What is being asked
Recast the entries below as a numbered list with one line per item, dropping any blank lines. Omit the pictures.

»»

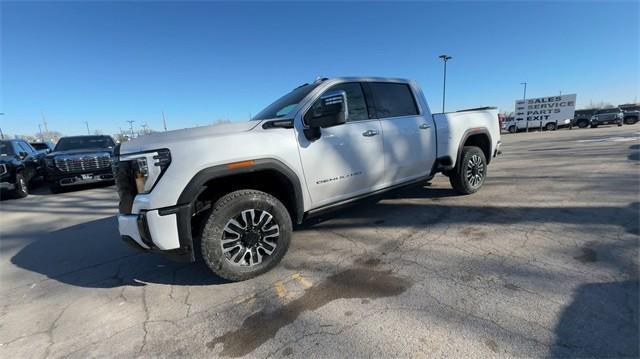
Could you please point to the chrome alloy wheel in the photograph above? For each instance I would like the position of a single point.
(23, 185)
(250, 237)
(475, 171)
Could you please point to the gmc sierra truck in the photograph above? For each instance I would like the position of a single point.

««

Exercise solution
1. Could you please point to the chrome alloy wheel in the photograph above? For each instance I would like the position of a single point.
2. (23, 185)
3. (250, 237)
4. (475, 171)
5. Could you please point to the gmc sierra truck in the photograph above? For each instance I would like the position of a single point.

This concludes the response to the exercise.